Task details:
Copy the stretch of material from the line containing "It would be great if you could find the shed roof" through the line containing "[251,139,273,196]", replacing "pine tree" with "spruce tree" and changing nothing else.

• • • •

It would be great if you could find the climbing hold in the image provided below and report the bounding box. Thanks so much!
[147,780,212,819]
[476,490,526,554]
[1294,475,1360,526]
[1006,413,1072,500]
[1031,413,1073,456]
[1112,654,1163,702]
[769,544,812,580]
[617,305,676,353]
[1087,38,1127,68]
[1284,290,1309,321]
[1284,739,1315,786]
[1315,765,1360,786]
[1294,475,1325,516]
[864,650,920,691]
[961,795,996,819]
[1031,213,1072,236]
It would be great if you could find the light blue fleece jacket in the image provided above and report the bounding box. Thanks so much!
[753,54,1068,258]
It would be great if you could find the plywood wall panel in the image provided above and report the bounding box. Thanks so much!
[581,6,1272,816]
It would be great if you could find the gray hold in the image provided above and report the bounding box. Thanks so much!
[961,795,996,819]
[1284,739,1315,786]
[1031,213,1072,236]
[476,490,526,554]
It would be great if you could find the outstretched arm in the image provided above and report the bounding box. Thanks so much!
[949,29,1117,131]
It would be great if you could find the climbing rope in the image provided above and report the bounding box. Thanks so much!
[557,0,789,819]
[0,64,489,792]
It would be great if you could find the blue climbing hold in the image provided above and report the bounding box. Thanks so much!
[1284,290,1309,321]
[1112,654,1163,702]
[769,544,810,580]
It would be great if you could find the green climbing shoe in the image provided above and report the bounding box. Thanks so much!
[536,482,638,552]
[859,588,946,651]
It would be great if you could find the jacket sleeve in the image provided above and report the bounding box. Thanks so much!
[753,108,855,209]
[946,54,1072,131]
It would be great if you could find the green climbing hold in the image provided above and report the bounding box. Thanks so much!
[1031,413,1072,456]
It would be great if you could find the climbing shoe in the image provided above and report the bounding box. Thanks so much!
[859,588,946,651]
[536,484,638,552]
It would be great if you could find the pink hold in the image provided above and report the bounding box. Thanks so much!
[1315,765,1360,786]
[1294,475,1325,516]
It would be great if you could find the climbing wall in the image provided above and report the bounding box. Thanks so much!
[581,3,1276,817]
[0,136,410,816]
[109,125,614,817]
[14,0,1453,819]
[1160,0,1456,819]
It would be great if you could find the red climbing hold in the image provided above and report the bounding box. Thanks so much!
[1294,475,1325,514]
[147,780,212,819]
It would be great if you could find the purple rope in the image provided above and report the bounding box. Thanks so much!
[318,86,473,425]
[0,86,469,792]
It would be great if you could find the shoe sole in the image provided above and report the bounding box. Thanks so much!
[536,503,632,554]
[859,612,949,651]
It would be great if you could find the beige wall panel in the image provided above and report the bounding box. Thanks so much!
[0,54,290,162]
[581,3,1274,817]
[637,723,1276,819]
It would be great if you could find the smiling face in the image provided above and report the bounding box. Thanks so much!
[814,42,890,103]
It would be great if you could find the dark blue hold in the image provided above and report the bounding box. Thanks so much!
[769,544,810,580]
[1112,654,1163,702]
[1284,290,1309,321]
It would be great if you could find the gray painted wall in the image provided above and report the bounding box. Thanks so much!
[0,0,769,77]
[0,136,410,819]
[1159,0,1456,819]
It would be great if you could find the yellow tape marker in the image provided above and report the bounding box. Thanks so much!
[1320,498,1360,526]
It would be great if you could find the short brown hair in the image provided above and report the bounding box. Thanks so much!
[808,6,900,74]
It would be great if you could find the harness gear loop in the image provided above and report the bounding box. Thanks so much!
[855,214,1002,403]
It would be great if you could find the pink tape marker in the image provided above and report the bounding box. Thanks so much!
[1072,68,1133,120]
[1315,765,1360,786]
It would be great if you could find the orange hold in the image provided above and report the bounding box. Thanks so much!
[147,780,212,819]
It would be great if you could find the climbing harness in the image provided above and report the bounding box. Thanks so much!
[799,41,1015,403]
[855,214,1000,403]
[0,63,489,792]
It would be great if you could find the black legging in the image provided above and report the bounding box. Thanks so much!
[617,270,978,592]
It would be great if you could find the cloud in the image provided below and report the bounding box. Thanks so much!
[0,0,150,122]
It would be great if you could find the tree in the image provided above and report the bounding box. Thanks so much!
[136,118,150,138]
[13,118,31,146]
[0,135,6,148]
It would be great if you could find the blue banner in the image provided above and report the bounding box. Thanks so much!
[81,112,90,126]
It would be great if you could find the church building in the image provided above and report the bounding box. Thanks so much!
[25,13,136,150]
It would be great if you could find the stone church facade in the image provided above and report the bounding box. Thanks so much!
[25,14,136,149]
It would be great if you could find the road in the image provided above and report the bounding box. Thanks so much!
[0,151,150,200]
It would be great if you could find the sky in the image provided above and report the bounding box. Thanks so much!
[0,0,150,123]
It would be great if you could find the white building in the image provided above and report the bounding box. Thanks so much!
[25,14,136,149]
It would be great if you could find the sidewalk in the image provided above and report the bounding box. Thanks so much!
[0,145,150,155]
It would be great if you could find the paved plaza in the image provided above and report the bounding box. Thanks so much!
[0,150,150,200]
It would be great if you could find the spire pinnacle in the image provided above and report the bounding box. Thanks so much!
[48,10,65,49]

• • • •

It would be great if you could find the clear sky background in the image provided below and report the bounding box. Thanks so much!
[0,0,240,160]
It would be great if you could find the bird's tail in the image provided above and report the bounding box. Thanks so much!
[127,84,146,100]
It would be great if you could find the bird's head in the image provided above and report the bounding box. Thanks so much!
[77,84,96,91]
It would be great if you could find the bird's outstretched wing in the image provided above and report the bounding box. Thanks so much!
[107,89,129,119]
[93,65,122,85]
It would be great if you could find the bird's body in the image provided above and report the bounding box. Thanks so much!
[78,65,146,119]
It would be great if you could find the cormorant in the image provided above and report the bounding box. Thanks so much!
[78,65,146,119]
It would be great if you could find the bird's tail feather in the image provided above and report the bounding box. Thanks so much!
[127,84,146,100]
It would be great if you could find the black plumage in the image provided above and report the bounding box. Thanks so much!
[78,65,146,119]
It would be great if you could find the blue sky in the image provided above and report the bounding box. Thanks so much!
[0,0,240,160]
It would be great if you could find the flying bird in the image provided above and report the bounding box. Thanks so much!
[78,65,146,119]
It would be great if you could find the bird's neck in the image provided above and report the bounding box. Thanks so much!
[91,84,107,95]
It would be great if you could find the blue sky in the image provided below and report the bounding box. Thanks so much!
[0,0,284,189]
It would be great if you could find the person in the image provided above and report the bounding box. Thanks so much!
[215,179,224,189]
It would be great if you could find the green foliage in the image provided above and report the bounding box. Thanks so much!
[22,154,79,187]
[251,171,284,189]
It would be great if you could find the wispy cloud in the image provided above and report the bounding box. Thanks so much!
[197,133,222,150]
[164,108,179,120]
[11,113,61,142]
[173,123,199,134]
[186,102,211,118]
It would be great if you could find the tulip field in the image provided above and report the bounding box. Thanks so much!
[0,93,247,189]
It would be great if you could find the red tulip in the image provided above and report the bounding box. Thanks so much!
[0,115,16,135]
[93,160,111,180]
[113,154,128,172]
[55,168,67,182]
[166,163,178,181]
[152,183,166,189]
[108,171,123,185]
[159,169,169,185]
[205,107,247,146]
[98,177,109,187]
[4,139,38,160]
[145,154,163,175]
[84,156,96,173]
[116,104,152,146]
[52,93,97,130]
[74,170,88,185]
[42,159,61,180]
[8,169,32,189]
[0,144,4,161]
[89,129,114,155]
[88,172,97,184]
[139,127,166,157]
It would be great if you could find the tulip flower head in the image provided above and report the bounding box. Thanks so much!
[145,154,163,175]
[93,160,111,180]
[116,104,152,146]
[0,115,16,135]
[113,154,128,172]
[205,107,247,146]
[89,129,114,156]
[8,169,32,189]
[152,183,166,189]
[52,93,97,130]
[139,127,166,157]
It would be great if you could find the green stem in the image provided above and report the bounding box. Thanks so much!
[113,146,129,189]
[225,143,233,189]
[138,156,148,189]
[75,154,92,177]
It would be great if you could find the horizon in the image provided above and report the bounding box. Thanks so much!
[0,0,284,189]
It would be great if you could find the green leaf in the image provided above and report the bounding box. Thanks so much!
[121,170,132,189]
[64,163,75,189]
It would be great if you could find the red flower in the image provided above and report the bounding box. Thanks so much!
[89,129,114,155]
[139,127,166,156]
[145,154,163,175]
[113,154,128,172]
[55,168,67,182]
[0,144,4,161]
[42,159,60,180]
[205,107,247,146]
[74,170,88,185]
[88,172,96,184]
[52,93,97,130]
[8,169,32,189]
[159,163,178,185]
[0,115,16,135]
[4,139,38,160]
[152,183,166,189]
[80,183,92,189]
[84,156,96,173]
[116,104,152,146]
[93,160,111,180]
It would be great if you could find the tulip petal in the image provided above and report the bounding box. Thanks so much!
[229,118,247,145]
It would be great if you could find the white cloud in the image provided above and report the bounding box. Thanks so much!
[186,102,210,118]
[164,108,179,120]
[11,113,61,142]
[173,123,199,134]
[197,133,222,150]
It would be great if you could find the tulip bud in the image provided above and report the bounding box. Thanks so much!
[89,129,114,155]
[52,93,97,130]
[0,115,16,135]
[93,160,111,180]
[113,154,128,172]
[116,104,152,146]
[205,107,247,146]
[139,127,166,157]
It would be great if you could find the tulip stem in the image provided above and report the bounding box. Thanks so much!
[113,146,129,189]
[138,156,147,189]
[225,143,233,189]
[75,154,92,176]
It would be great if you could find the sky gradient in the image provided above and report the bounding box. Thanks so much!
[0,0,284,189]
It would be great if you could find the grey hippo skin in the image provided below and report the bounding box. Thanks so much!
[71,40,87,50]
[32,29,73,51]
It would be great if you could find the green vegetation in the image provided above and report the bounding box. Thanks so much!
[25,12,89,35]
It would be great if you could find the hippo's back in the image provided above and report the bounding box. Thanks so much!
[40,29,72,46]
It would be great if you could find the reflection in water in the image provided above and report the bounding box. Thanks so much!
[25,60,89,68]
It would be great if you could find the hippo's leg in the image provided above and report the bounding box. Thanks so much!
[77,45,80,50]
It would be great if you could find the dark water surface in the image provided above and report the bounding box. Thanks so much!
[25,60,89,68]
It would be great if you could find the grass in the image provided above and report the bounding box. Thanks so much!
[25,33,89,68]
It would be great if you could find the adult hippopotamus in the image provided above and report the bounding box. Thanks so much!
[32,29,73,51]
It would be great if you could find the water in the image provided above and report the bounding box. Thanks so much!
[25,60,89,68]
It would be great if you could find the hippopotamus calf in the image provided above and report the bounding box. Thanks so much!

• • • •

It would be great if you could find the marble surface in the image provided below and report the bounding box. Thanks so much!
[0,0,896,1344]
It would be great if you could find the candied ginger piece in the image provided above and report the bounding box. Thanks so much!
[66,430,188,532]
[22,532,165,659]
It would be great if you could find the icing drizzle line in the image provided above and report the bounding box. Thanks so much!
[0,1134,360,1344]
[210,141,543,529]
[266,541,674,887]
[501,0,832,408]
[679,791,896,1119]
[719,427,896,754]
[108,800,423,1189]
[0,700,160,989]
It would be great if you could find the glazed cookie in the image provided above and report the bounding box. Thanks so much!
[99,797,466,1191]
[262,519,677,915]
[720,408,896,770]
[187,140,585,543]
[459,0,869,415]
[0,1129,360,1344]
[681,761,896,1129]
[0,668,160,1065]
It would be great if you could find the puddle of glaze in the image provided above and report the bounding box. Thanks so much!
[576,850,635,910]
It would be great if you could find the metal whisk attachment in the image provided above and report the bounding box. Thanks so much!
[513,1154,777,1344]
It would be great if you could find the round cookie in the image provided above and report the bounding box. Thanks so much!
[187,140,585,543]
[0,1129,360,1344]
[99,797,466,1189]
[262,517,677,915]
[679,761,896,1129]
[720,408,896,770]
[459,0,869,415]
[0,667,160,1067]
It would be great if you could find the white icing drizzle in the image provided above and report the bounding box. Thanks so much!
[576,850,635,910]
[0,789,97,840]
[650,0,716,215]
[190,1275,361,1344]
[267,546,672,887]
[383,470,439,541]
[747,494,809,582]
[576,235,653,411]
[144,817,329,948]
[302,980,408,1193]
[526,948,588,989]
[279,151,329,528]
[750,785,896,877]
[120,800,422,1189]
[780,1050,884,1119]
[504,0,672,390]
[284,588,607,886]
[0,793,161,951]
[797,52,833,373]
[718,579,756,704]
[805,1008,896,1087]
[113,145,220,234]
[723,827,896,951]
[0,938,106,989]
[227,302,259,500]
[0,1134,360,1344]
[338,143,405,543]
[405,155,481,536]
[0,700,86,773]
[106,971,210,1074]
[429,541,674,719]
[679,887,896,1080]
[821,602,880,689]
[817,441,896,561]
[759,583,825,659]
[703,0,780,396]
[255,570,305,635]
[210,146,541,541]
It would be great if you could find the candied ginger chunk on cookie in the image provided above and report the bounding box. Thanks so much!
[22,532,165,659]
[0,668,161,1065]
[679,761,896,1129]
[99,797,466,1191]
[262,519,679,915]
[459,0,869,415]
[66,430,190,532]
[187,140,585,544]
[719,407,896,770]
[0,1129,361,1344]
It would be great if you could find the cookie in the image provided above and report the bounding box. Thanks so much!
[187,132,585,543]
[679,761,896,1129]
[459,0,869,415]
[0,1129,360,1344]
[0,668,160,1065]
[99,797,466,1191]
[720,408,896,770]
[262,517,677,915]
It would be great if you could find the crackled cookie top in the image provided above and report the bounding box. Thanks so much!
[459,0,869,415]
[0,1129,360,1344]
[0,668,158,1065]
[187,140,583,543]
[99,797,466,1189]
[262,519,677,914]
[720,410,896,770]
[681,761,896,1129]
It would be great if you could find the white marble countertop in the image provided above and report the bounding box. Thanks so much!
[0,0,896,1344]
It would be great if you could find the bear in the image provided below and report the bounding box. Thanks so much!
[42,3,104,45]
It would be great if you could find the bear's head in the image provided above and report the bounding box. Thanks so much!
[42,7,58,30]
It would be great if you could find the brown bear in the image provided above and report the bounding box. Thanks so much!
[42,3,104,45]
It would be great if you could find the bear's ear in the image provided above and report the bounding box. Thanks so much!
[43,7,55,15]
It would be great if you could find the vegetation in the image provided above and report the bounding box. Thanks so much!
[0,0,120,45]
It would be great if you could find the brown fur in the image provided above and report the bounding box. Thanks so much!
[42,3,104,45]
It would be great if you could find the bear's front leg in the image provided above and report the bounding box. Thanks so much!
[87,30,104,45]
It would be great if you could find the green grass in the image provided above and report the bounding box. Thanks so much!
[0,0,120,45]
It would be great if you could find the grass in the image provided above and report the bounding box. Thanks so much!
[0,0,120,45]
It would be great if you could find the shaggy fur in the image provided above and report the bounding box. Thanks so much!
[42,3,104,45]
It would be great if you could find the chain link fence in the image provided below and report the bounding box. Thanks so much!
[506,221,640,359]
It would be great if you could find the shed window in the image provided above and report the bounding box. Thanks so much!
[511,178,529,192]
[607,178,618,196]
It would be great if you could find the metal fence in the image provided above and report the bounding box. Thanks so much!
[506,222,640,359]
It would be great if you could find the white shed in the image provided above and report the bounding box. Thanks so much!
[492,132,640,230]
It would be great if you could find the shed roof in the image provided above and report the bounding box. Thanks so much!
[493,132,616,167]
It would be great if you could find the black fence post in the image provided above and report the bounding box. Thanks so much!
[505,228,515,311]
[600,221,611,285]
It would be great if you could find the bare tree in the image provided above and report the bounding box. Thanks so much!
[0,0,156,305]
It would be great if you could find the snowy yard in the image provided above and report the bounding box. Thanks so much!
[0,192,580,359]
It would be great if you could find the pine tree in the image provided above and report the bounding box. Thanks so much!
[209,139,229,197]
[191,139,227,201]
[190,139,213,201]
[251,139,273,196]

• • • •

Task result:
It would be great if you could find the shed roof in the image provided above and report the bounding box. Thanks so much!
[493,132,616,167]
It would be great if you could find the black fence post in the image provided above and report the bounding box. Thanks so much!
[505,228,515,311]
[600,221,611,285]
It would be great if you could find the bare tree in the image provided above and report the bounding box. Thanks so much!
[0,0,156,305]
It would be great if you could find the snowy yard in the image provided above and report the bounding box. Thanks so much!
[0,192,580,359]
It would be great if you could find the spruce tree in the image provided above and report the bounding box. Thanks so much!
[209,139,229,197]
[191,139,227,201]
[190,139,213,201]
[251,139,273,196]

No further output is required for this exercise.